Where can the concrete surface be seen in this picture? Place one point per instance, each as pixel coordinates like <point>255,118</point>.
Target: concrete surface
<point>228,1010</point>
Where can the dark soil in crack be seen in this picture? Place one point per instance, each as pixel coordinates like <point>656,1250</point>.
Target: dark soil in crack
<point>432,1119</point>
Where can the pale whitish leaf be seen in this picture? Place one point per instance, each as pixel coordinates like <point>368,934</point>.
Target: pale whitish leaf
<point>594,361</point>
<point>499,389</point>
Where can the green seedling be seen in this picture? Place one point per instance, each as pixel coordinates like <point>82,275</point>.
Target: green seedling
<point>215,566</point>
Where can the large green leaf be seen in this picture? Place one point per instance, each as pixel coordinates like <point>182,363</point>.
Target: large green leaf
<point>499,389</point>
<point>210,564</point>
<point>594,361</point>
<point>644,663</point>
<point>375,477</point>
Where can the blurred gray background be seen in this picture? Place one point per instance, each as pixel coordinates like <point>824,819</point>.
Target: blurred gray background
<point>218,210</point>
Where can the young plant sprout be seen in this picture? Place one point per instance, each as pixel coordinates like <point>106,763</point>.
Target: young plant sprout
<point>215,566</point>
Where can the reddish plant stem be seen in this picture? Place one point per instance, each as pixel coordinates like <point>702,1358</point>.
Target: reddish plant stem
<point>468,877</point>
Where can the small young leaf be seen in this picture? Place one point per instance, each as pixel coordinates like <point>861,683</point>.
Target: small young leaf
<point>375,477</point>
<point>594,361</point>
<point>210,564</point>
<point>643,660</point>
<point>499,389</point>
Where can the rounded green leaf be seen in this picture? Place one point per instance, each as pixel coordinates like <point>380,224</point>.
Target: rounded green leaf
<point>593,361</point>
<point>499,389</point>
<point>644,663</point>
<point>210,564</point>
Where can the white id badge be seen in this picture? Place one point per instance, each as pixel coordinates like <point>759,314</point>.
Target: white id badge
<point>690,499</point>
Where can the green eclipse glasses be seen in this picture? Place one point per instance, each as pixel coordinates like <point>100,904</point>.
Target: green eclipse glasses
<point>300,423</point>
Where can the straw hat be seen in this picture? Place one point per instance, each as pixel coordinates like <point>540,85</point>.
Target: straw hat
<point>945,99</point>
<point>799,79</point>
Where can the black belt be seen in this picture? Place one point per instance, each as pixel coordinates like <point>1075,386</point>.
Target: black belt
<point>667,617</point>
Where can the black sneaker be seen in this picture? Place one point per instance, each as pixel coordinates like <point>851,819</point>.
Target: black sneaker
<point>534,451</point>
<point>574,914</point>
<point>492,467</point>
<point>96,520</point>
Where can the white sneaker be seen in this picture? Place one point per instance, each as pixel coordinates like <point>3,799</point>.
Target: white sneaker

------------------------------------

- Problem description -
Repeat, without changes, every line from the one that contains "Where can the black belt" through the final line of the data.

- Task result -
Where can the black belt be seen in this picture? Place one point per instance, each as pixel coordinates like <point>1075,386</point>.
Target: black belt
<point>667,617</point>
Where can the black sneaker be seen in this picture? Place one point per instance, each as pixel coordinates like <point>851,819</point>.
Target: black sneaker
<point>534,451</point>
<point>574,914</point>
<point>492,467</point>
<point>96,520</point>
Where can the white sneaker be seen in this picture? Place one point per instance, each as pixel coordinates like <point>3,799</point>.
Target: white sneaker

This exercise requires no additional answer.